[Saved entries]
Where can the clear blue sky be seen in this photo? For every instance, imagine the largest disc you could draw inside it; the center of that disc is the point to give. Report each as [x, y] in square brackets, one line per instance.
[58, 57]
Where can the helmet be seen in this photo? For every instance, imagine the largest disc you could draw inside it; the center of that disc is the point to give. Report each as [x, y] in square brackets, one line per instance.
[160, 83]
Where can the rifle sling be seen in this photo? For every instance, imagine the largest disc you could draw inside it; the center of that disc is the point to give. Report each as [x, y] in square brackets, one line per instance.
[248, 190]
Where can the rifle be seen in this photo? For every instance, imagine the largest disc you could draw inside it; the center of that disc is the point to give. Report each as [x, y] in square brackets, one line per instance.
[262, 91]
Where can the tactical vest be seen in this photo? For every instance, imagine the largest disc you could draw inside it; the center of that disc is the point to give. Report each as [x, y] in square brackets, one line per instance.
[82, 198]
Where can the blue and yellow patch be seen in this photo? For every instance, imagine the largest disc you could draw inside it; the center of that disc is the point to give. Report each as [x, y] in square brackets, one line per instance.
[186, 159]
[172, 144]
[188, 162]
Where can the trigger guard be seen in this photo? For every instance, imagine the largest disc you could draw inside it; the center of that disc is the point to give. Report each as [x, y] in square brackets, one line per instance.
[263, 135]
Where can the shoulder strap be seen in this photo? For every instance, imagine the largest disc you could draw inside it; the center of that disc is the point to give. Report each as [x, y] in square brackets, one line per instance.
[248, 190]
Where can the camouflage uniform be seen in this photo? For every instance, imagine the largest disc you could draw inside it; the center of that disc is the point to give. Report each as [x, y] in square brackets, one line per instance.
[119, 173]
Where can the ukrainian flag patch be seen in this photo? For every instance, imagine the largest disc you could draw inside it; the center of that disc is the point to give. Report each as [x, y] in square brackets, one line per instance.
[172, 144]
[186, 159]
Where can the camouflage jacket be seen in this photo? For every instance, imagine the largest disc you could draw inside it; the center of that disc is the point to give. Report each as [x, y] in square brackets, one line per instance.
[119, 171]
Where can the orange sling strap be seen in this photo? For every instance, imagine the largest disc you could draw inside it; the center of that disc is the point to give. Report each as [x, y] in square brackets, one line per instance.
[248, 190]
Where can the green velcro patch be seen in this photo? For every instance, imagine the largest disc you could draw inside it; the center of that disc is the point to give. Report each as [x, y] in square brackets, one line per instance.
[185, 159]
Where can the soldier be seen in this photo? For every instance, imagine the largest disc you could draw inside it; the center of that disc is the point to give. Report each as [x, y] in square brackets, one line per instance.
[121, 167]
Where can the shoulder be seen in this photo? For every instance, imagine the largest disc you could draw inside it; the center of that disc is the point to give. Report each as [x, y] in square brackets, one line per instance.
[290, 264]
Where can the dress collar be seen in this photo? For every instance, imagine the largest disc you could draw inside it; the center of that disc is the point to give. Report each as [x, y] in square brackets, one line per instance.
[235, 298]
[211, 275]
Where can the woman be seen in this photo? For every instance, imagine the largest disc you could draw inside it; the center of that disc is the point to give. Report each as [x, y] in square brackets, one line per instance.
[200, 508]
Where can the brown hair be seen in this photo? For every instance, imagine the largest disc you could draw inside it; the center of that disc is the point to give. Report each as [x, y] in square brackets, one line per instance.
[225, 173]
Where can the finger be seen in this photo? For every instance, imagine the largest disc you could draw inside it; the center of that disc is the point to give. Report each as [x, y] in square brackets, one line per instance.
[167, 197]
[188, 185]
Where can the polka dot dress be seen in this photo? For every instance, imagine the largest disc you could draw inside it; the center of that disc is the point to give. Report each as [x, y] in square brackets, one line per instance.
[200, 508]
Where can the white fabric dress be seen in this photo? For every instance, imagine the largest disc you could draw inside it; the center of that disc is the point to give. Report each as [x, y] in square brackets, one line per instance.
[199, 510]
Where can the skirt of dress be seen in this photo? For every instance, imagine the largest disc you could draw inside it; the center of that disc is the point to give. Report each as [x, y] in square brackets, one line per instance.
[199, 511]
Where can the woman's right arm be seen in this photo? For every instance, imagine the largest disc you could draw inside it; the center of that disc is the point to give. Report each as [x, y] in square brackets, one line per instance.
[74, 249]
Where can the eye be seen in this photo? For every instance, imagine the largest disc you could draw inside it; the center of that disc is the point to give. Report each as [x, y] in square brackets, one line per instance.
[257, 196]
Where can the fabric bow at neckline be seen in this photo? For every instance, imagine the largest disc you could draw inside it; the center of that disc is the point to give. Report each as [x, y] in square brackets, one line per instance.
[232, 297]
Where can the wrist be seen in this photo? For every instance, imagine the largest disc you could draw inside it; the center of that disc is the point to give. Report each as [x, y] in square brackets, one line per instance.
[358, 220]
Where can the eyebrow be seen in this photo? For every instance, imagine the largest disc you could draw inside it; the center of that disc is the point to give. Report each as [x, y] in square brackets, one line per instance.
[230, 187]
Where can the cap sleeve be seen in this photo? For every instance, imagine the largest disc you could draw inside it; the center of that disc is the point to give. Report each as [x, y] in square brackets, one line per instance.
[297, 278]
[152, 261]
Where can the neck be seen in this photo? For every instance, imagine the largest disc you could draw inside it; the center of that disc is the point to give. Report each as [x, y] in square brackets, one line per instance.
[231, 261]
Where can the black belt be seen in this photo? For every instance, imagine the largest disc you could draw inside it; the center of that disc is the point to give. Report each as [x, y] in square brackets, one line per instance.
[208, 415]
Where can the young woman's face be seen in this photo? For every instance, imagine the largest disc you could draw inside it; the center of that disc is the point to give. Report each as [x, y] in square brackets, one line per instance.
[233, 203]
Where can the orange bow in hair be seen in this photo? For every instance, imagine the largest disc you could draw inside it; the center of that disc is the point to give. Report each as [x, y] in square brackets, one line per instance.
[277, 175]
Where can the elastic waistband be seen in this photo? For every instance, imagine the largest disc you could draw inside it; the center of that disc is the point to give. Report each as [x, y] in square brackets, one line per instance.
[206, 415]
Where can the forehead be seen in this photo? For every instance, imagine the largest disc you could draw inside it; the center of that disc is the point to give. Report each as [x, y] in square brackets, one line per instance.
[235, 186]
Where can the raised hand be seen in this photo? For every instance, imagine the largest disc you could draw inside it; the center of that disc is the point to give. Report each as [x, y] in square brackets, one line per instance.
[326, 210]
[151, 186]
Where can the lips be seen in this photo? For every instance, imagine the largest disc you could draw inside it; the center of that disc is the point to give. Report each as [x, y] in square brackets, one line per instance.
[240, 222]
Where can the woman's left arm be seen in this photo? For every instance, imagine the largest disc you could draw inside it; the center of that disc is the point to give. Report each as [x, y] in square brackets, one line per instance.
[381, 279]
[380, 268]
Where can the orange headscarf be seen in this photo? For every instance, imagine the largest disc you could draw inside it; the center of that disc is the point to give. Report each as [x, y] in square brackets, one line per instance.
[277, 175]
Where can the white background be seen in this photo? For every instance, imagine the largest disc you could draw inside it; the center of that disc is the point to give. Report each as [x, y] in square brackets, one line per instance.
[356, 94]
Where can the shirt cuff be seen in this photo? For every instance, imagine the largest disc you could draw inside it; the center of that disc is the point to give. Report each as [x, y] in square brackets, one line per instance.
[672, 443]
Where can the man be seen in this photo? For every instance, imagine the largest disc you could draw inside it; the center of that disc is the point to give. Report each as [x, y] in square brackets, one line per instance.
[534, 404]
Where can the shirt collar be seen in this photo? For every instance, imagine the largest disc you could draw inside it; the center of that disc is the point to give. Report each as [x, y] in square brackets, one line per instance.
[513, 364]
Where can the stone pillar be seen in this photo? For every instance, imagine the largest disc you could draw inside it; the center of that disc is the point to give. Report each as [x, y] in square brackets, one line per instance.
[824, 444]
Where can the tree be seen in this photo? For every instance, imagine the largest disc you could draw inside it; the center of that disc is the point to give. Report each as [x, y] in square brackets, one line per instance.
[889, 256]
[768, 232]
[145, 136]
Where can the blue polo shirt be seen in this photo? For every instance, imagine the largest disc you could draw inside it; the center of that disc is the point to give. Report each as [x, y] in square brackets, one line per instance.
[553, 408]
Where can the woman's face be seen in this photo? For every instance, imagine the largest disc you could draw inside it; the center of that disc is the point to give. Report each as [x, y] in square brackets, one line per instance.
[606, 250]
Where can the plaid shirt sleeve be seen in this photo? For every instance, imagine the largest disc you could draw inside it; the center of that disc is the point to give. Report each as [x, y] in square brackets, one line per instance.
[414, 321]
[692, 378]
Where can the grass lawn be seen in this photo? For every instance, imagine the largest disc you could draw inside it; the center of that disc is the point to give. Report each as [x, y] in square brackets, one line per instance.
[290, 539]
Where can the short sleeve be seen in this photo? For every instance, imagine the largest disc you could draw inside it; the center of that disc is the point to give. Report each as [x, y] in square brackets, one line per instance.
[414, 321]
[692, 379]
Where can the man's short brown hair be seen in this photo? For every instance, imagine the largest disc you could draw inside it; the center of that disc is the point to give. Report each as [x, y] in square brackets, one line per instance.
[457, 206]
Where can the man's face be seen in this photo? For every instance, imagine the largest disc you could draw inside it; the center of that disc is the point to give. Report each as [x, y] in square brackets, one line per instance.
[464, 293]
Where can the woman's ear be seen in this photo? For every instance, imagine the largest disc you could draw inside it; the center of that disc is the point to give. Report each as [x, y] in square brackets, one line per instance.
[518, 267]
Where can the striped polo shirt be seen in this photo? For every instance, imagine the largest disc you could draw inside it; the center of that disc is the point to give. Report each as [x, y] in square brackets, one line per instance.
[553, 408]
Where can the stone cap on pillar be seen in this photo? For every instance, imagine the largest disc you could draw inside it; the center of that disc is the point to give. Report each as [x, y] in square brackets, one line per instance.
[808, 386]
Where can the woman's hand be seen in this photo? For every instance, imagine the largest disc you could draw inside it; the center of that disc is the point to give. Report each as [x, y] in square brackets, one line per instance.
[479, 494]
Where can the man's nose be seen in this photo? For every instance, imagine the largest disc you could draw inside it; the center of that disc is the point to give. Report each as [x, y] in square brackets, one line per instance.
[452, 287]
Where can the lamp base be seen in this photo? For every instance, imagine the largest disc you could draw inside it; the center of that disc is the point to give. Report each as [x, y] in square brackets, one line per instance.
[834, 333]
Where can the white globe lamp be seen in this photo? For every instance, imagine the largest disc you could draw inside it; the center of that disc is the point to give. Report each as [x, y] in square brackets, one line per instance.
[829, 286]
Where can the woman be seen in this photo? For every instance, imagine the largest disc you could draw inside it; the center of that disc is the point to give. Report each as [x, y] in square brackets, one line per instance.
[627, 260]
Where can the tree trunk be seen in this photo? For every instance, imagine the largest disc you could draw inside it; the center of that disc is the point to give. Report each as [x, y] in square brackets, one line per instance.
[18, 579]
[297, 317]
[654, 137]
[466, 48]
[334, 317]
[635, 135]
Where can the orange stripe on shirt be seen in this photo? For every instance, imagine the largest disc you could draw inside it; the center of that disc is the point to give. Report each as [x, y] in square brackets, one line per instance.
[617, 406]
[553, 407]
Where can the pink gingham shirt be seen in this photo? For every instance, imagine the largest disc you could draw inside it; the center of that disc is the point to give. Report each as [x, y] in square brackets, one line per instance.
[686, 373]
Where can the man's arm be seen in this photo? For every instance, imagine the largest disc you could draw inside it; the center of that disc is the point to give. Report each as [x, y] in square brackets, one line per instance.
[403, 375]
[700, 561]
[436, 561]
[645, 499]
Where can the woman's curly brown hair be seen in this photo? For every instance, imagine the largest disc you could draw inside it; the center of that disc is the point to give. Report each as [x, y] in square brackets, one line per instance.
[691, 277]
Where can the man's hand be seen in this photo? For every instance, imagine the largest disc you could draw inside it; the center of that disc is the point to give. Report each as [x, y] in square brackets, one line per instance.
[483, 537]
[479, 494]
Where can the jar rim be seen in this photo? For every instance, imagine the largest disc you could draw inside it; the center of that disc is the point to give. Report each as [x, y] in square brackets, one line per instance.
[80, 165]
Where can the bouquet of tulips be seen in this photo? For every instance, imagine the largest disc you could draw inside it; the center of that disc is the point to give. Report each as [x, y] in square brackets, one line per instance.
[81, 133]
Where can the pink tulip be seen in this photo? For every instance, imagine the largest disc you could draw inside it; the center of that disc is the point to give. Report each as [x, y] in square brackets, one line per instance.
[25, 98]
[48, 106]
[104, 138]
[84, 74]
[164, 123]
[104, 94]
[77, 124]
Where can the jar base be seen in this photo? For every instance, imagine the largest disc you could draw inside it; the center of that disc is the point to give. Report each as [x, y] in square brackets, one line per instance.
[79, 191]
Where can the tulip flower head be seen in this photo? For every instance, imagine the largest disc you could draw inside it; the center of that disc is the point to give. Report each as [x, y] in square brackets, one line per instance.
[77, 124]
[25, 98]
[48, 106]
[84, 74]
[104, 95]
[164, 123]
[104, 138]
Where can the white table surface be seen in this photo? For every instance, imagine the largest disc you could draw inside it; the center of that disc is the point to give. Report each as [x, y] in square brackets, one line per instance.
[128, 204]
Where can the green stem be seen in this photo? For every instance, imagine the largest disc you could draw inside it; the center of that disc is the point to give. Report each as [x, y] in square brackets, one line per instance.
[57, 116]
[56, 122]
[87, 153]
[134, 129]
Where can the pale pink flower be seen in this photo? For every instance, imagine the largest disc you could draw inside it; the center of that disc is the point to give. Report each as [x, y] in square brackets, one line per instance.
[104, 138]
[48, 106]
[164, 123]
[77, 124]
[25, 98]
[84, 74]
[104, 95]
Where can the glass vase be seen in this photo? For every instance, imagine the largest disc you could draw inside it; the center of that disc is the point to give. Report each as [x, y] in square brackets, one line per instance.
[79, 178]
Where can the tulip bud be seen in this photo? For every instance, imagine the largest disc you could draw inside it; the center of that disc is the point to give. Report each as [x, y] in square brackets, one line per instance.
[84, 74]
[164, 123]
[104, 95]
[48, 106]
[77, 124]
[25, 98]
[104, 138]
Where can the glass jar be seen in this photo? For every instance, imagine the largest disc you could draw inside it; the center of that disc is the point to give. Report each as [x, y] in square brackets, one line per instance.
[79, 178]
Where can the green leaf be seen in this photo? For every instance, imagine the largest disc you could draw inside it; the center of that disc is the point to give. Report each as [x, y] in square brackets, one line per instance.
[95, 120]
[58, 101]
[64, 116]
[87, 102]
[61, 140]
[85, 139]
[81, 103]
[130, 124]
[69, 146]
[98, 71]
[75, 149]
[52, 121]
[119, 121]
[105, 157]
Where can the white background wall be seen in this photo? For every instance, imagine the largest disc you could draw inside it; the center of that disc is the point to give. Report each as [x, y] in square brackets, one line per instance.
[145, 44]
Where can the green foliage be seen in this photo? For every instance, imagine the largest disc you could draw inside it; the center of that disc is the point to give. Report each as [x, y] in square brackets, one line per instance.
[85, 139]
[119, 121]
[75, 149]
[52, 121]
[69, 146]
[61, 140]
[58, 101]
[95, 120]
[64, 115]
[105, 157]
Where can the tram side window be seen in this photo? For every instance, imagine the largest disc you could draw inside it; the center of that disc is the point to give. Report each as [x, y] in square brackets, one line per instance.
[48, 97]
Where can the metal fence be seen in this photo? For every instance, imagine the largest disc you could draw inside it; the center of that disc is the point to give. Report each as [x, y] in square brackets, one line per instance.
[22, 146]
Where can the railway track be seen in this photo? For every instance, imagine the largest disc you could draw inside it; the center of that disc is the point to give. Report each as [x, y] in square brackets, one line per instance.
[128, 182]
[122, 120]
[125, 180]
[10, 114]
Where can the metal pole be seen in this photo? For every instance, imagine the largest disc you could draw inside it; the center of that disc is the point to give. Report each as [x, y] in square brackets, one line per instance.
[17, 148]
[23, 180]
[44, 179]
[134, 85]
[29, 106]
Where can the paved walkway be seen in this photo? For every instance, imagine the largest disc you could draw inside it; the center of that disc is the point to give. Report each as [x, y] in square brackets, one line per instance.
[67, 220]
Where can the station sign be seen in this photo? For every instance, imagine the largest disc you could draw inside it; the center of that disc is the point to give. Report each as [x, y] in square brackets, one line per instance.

Exercise instructions:
Where the line containing "Where can the railway" appears, start copying, and go on exactly through the last line of the data.

Task solution:
Where can the railway track be seen in this photo? For every instance, imagine the largest disc you could draw inside it; the center of that disc is the point to give. Report each as [x, y] in square brackets, one line per instance.
[128, 182]
[122, 120]
[125, 180]
[10, 114]
Where can the metal pole be seen in this photo? For every instance, imagine the largest disc you could draw inside it; the center of that disc is the point to give. Report each as [x, y] in square brackets, one line per instance.
[17, 148]
[23, 180]
[44, 179]
[134, 85]
[29, 106]
Where can the paved walkway be seen in this photo? For every instance, imagine the largest disc you could draw inside it; the center of that disc is the point to give. Report each as [x, y] in square brackets, one line per instance.
[67, 220]
Where can the station sign be seen in this photo? For every instance, imagine the largest disc you could draw inside it; the center of that disc is the point to give. Report each as [x, y] in square brackets, one line per instance.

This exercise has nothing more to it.